§ **REQUIRED TASK**
Repeat each entry in full, exactly.

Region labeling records
* * * *
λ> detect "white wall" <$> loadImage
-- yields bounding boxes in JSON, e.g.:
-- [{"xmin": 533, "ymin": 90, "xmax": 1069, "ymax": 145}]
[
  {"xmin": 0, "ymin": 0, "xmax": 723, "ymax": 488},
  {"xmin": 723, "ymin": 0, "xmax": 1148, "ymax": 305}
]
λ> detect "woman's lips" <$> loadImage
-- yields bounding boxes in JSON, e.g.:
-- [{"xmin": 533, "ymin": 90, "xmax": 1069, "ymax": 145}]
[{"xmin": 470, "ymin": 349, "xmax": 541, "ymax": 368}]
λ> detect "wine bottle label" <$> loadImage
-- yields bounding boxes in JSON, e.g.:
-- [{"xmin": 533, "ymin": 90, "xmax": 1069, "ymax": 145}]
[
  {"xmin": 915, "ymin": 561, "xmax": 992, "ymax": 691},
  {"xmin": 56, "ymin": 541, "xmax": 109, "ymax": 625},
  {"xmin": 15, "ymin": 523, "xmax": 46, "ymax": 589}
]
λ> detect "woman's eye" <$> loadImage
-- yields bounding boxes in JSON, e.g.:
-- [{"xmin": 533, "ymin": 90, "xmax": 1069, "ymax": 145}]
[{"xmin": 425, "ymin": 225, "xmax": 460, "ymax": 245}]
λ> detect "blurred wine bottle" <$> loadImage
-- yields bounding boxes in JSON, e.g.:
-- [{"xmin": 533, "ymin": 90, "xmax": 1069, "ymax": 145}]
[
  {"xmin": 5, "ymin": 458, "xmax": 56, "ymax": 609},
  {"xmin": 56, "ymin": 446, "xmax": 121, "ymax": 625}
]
* * * *
§ **SOLUTION TO THIS TASK**
λ> detect "white wall" <$> loadImage
-- yields bounding boxes in JSON, e.g.:
-- [{"xmin": 533, "ymin": 90, "xmax": 1069, "ymax": 145}]
[
  {"xmin": 0, "ymin": 0, "xmax": 723, "ymax": 488},
  {"xmin": 723, "ymin": 0, "xmax": 1148, "ymax": 305}
]
λ> detect "woman's lips" <$> loadImage
-- yields bounding boxes in JSON, e.g.:
-- [{"xmin": 533, "ymin": 90, "xmax": 1069, "ymax": 145}]
[{"xmin": 470, "ymin": 349, "xmax": 541, "ymax": 368}]
λ> detect "wine bottle label" <$> loadImage
-- yields bounding boxes in JSON, e.g.:
-- [{"xmin": 533, "ymin": 90, "xmax": 1069, "ymax": 145}]
[
  {"xmin": 915, "ymin": 561, "xmax": 992, "ymax": 691},
  {"xmin": 56, "ymin": 541, "xmax": 109, "ymax": 625},
  {"xmin": 15, "ymin": 523, "xmax": 46, "ymax": 589}
]
λ> detect "woman's eye" <$> loadImage
-- yields bounding boxes in JSON, e.g.:
-- [{"xmin": 533, "ymin": 90, "xmax": 1069, "ymax": 145}]
[{"xmin": 425, "ymin": 225, "xmax": 460, "ymax": 245}]
λ> detect "blurred wine bottle" <$> loadImage
-- yields bounding boxes in JSON, e.g.:
-- [{"xmin": 533, "ymin": 90, "xmax": 1069, "ymax": 145}]
[
  {"xmin": 5, "ymin": 458, "xmax": 56, "ymax": 609},
  {"xmin": 56, "ymin": 446, "xmax": 121, "ymax": 625}
]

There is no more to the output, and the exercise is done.